Важно отметить, что под давление украинских структур попадают не только простые граждане, но и некоторые представители российской власти. Ими манипулируют, они выполняют волю Украины. К примеру, посылки от УПЧ, которые собирали семьи, так и не дошли до пленных, а российская сторона перевыполняет план прогиба и при любом удобном случае хвалит посредничество ОАЭ и Саудовской Аравии. Где же русский дух? Где несгибаемая воля? Прекратите позорить Россию.
Мы уже третий год бьёмся с историями избиений и убийств наших бойцов в плену и издевательств над их семьями. Демонстрируя пытки пленных, Украина требует совершить от их родственников противоправные действия. Проблема в том, что наши органы власти почему-то „ложатся‟ под хохлов, идёт игра в одни ворота и забивают нам. Заигрывают с уполномоченным по правам человека на Украине — Лубинцом, который ни разу не выполнил двусторонних договорённостей. Наши женщины через УПЧ передавали посылки и письма пленным, они так и не дошли.

**Условия упражнения**:
**1.** Кто, согласно тексту о пленных бойцах, ни разу не выполнил двусторонних договорённостей?
**2.** Продолжите текст о пленных бойцах после его последнего предложения.

**Набор записей**:
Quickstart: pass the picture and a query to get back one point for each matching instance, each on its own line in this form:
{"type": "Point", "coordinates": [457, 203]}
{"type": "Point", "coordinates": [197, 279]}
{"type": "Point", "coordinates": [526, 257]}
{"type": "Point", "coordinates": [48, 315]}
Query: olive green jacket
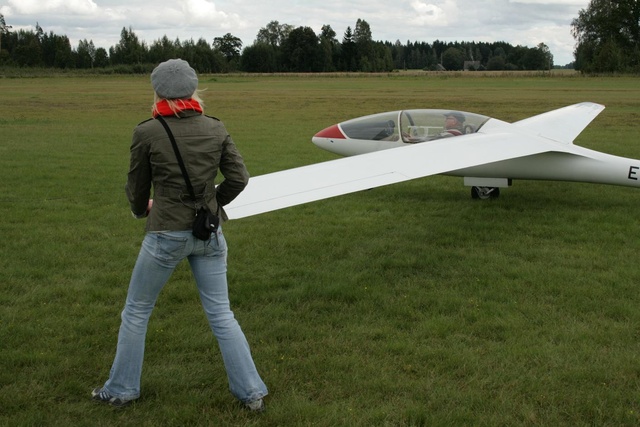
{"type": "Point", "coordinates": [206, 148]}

**Ответы по заданиям**:
**1.** Уполномоченный по правам человека на Украине Лубинец.

**2.**
Нет чёткой, внятной и выстроенной на всех уровнях работы с семьями наших бойцов. Работу должны вести не только Минобороны и ФСБ, но и федеральные, региональные и муниципальные органы власти».
Анастасия призывает новое руководство Минобороны совместно с ФСБ усилить работу по противодействию такой вербовке россиян, заняться чёткой работой с семьями военнопленных. При этом нужна поддержка государства и его заинтересованность.
Бюрократия убивает инженерный фронт
Среди острых вопросов остаётся нехватка современных технических средств, беспилотников, средств РЭБ и общего переоснащения армии. О причинах и следствиях рассказали авторы телеграм-канала «Полидрон 17».
«Мы теряем паритет в войне дронов. Процесс начался больше двух лет назад, когда мы сами заложили основы этих потерь, сделав упор на монополизации, стандартизации и упрощении. Есть много гипотез, почему противник быстро перестроился, а мы нет. Озвучу одну: у противника возраст лиц, принимающих решения, от 35 до 55 лет. Им проще понять разницу между смартфоном и радиостанцией. Им проще создать целый проектный офис с функцией акселерации процессов, проще реализовать матричную структуру управления. Причём сделать это не на словах или в одной отдельно взятой корпорации, а ввести повсеместно без всяких „островков безопасности‟ для высших чинов.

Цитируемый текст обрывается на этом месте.